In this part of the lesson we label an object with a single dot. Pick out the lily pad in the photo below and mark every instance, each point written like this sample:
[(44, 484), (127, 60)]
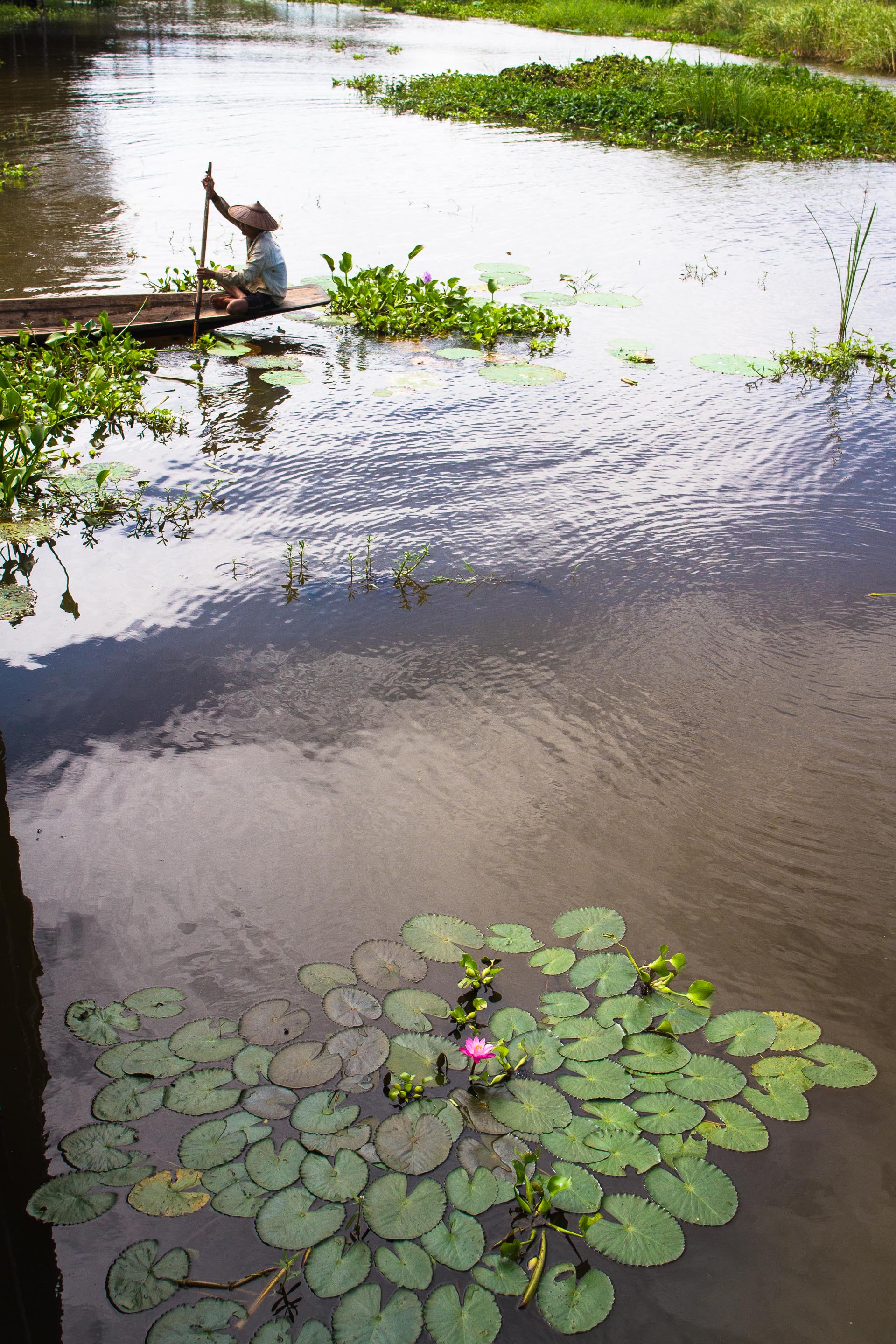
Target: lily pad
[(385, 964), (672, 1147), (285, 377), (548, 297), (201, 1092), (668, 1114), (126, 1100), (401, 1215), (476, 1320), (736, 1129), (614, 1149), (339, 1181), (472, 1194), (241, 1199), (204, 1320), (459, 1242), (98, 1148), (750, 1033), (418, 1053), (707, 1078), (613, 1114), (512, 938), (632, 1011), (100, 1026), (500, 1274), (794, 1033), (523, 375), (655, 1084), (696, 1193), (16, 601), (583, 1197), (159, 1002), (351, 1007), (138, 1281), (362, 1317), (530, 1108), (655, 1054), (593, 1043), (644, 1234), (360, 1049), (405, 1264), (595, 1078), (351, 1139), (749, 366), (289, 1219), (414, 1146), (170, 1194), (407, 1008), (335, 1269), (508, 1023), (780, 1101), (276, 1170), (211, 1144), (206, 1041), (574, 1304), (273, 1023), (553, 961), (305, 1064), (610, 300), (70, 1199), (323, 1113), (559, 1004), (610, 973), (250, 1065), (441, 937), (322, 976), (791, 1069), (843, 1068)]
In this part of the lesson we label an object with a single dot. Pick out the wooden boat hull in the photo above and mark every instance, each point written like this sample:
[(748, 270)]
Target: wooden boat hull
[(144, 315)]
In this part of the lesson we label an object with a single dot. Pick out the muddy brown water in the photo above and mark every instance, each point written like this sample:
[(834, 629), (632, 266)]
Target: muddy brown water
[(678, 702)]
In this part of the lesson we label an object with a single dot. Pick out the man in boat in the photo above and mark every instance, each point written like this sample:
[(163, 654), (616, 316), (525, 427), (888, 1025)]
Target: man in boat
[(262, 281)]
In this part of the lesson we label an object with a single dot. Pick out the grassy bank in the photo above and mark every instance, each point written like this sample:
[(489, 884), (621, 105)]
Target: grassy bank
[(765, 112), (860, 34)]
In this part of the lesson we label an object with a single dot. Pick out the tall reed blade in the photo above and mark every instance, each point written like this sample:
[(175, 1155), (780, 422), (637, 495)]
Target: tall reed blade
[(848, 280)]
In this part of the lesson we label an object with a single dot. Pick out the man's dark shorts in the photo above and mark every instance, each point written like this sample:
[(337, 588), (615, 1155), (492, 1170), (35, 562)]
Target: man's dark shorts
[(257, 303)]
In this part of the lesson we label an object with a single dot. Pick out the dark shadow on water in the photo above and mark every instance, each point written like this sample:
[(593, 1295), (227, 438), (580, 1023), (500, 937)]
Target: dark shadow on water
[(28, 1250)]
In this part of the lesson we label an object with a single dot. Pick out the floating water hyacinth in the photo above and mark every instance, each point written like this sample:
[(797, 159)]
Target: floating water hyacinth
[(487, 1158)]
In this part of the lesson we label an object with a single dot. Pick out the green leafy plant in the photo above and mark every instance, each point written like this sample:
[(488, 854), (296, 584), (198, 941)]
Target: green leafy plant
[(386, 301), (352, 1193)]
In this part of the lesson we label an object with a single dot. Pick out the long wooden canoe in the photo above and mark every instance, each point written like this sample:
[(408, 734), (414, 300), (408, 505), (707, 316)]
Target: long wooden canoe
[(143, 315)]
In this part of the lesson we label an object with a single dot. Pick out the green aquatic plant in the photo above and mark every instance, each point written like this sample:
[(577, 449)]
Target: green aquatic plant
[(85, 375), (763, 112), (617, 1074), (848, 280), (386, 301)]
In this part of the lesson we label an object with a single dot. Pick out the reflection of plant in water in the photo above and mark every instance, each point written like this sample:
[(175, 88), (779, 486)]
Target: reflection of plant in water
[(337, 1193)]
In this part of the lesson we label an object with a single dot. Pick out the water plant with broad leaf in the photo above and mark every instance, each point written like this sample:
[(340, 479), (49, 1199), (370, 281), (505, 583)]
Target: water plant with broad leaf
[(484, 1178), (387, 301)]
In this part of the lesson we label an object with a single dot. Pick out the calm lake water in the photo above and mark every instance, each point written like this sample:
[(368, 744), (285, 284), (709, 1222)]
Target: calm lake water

*TO DO*: Reproduce all the items above, substituting "place a dot on each instance" for every "mark every instance" and changing nothing else. Omit the pictures.

*FULL SOLUTION*:
In this part of the lesson we label an object with a single dot. Pick out the lily pad in the photo below and place a dot on each instance, each point written like this sample:
[(44, 484), (127, 60)]
Target: lily pad
[(385, 964), (672, 1147), (285, 377), (548, 297), (201, 1092), (668, 1114), (126, 1100), (401, 1215), (476, 1320), (736, 1129), (614, 1149), (339, 1181), (472, 1194), (241, 1199), (204, 1320), (459, 1242), (98, 1148), (750, 1033), (418, 1053), (707, 1078), (613, 1114), (512, 938), (632, 1011), (100, 1026), (500, 1274), (794, 1033), (523, 375), (655, 1084), (696, 1193), (16, 601), (583, 1197), (159, 1002), (351, 1007), (138, 1281), (362, 1317), (530, 1108), (655, 1054), (593, 1043), (644, 1234), (360, 1049), (405, 1264), (595, 1078), (351, 1139), (749, 366), (289, 1219), (414, 1146), (170, 1194), (407, 1008), (335, 1269), (508, 1023), (780, 1101), (276, 1170), (211, 1144), (206, 1041), (574, 1304), (273, 1023), (553, 961), (305, 1064), (610, 300), (70, 1199), (323, 1113), (559, 1004), (610, 973), (250, 1065), (441, 937), (322, 976), (791, 1069), (843, 1068)]
In this part of the lesson we label an object with a single dot. Pick out the wooden boat hull in the photo above and place a dot on each instance, each point written like this sample:
[(748, 270)]
Target: wooden boat hull
[(144, 315)]
In this part of the lesson we label an object with a single dot. Pick out the muddy brown water in the photo above and place a dot on each instance, each point written like this sample:
[(834, 629), (632, 266)]
Target: muddy brown water
[(678, 702)]
In this part of the lesson we label an object with a single dot. Pick out the man in boat in the photo above and place a dot on each instance, each point written like this sample:
[(163, 654), (616, 316), (525, 427), (888, 1025)]
Target: man in boat
[(262, 281)]
In this part of the lesson we label an object with a single dot. Pick out the grassy bank in the photo above and place a dot on each instance, each point written like this sample:
[(489, 884), (621, 105)]
Target: grassy bank
[(765, 112), (860, 34)]
In this part of the lesson we label an object with a single dot. Pick out the tall reed blade in the photo above and place a dot on each instance, each point written like this sample:
[(175, 1155), (780, 422), (637, 495)]
Target: tall reed blade
[(848, 280)]
In this part of the lesson we label an object with a single dot. Pick out the man's dark shorts in the photo above and place a dot on each instance, each point written like this sample:
[(337, 588), (615, 1155), (492, 1170), (35, 562)]
Target: man's dark shorts
[(257, 303)]
In this part of the lesson we label an object with a single dot. Pick out the dark shadow on water in the photo above and place a dot on each instance, each point written like this sample:
[(593, 1295), (227, 438), (580, 1023), (500, 937)]
Target: dark shadow on water
[(28, 1250)]
In this part of the lesson we label an object with a single dot. Pick out the floating water hyacinth in the photo above and place a dot on each instance, each point written like this sample:
[(797, 159)]
Target: floating water hyacinth
[(487, 1158)]
In this part of the lesson we label an object with a single dot. Pick out the green leafy plant in the photo above and place a dot on each instance, each point written like this sample:
[(488, 854), (296, 584), (198, 941)]
Target: green leafy plant
[(386, 301), (352, 1193)]
In this part of the lesson we label an object with a single dot. Pick out the long wooden canoe in the photo above and place a dot on each instance, each point written like this sample:
[(408, 734), (414, 300), (408, 505), (707, 316)]
Target: long wooden canoe
[(143, 315)]
In this part of the lesson we label an object with a single dot. Pick out the green aquatic plant in the photo above and place a dot on each instance, each point written like this sample:
[(577, 449)]
Target: green aquatic plant
[(85, 375), (763, 112), (617, 1074), (848, 280), (386, 301)]
In this part of the lesson we label an object with a single dot. Pick out the reflection of plant in water in the photo above and place a dot on each instance, each point written like this sample:
[(175, 88), (779, 486)]
Target: reflection of plant in water
[(337, 1193)]
In this part of the lesson we label an object with a single dot. Pick out the water plant with broad leaf in the photo above and place a dot on each instance, each point written like this sample:
[(340, 479), (49, 1199), (370, 281), (505, 583)]
Target: water plant with broad leaf
[(484, 1178), (387, 301)]
In this part of the lesson we label an object with a single dot. Pick out the calm lake water in the photo above and place a dot on each instance, each point written like this sample:
[(368, 744), (285, 284), (709, 1222)]
Target: calm lake water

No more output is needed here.